(Required task)
Lay out every line of the material below as a numbered list, one entry per line, omitting any blank lines.

(Entries)
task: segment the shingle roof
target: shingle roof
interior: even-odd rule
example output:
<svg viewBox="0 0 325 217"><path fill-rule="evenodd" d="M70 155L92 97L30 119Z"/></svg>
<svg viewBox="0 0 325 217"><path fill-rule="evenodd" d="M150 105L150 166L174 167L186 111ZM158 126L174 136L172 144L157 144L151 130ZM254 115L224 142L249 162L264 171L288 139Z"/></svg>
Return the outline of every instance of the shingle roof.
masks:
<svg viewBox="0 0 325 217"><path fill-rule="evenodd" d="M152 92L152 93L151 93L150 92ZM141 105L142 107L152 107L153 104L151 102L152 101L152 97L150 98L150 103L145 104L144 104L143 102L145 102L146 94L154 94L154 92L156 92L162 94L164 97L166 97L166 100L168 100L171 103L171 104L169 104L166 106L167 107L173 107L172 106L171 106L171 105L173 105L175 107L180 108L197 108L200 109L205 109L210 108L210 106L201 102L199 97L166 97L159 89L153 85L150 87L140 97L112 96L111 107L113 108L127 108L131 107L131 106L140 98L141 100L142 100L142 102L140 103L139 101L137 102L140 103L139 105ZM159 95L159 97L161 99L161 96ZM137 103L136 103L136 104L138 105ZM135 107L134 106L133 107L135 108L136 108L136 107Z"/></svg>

(Finished answer)
1. task: segment the shingle roof
2. target: shingle roof
3. interior: even-odd rule
4. example output:
5. <svg viewBox="0 0 325 217"><path fill-rule="evenodd" d="M70 155L92 97L30 119Z"/></svg>
6. <svg viewBox="0 0 325 217"><path fill-rule="evenodd" d="M150 105L150 166L174 167L186 111ZM158 126L174 136L172 144L157 144L151 130ZM254 115L224 142L249 162L264 171L288 139Z"/></svg>
7. Return the outline of every instance of the shingle roof.
8. masks:
9. <svg viewBox="0 0 325 217"><path fill-rule="evenodd" d="M152 92L152 93L151 93L150 92ZM141 105L142 107L152 107L153 104L151 102L152 101L152 97L150 98L150 103L145 104L144 104L143 102L145 102L146 94L154 94L154 92L156 92L162 94L164 97L166 97L166 100L168 100L171 103L171 104L169 104L166 106L167 107L173 107L172 106L171 106L171 105L173 105L175 107L180 108L197 108L200 109L205 109L210 108L210 106L201 102L199 97L166 97L159 89L153 85L150 87L140 97L112 96L111 107L113 108L127 108L131 107L131 106L140 98L141 100L142 100L142 102L140 103L139 101L137 102L140 103L139 105ZM159 95L159 97L161 99L161 96ZM137 103L136 103L136 104L138 105ZM135 107L134 106L133 107L135 108L136 108L136 107Z"/></svg>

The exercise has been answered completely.